§ **Verilen metin**:
Halk Biliminin tam karşılığı olmasa da, genel  kullanımda Folklor olarak adlandırıldığı yaygın olarak bilinmektedir. Hatta, Halk Bilimi içinde değerlendirilen Halk Oyunları bile günlük kullanımda kısaca Folklor olarak kullanılmaktadır. Yanlış olmasa da eksik bir tanımlama olduğunu, Folklor un Halk Biliminin karşılığı olduğunu, Halk Oyunlarının ise Halk Biliminin yani, Folklorun bir alt dalı olduğunu göreceğiz, ama bu alt dalı olarak nitelediğimiz Halk Oyunlarının, Folklorun en önemli bileşenlerinden biri olduğunu ve en yaygın olarak bilinip uygulanan bir alt dal olması itibari ile de yazımıza Halk Oyunları ile başlamak istiyoruz. Çok geniş bir ilgi ve bilgi alanı olduğu için bu konuda bilgisi ve deneyimi olan bir hayli arkadaşımızın da olduğunu düşünerek,  yeni katılımlarla çok daha geniş ufuklara erişeceğimizi düşünüyorum.
Halk Bilimini konusuna, bize yarım asırlık pratik ve teorik deneyimi olan, akademik çalışmalarını da bu konuda sürdüren, değerli eşimin sevgili kardeşi Şener Günay’ den yardım alarak başlıyoruz. Bizler içinde yeni bir uygulama şekli olacak bu nehir söyleşide umarım Kırklareli’ ye gönül verenler bir hayli yeni bilgilerle karşılaşacaklardır. Öncelikle, Şener Hoca nın Halk Bilimi ile ilgili kısa bir yazısını birlikte okuyalım.

§ **Görev 1**: Halk bilimi metnine göre Halk Oyunları neyin alt dalıdır?

§ **Görev girdileri**:

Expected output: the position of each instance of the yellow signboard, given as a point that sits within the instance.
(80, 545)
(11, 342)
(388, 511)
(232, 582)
--
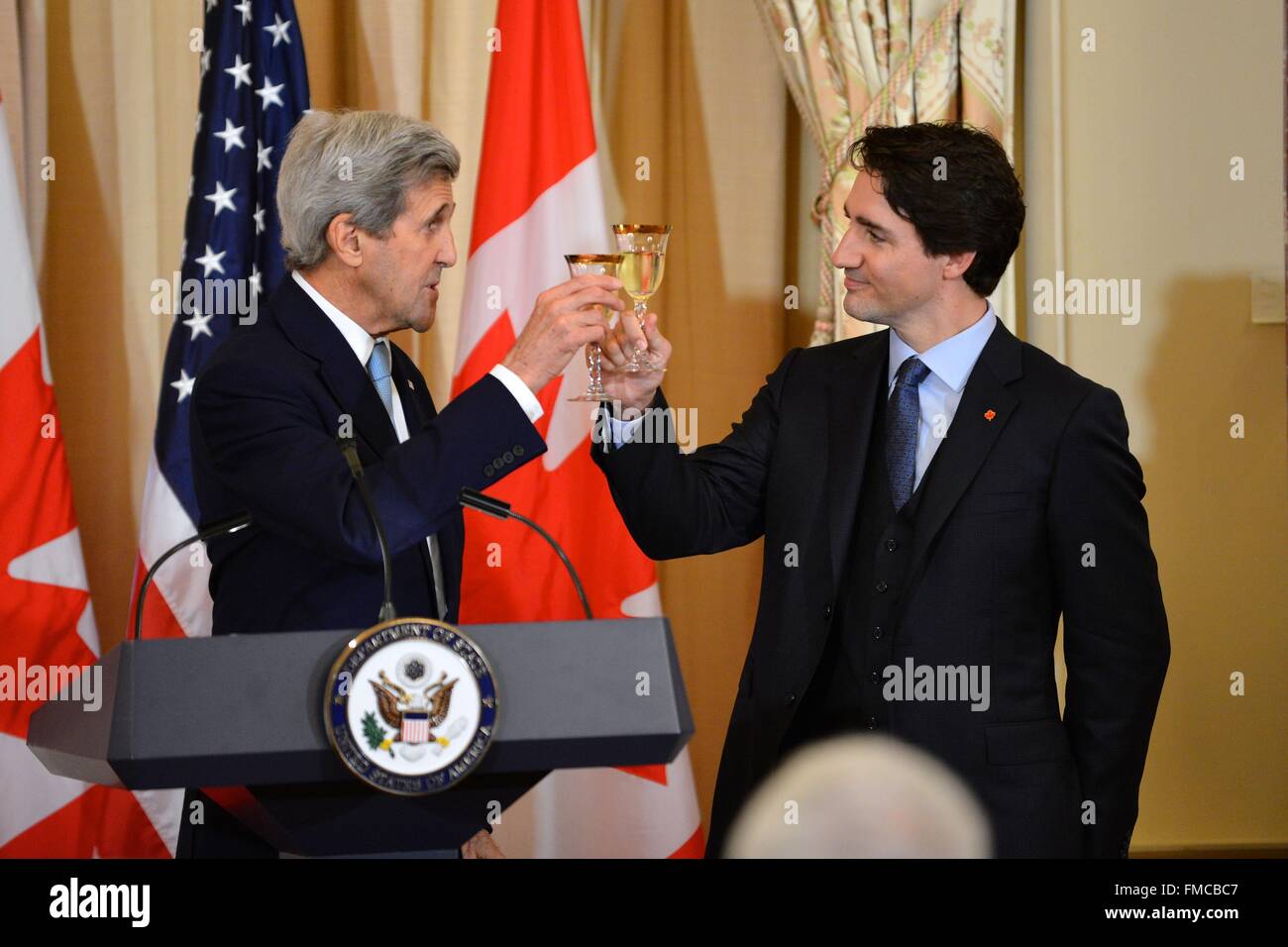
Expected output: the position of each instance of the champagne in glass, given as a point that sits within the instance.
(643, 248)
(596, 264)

§ **Görev 2**: Lütfen kayıtlarda "position" sözcüğünü içeren her satırı topla. Büyük-küçük harf ayrımı önemlidir.

§ **Beklenen çıktı 1**: Halk Biliminin, yani Folklorun alt dalıdır.

§ **Beklenen çıktı 2**:
Expected output: the position of each instance of the yellow signboard, given as a point that sits within the instance.
Expected output: the position of each instance of the champagne in glass, given as a point that sits within the instance.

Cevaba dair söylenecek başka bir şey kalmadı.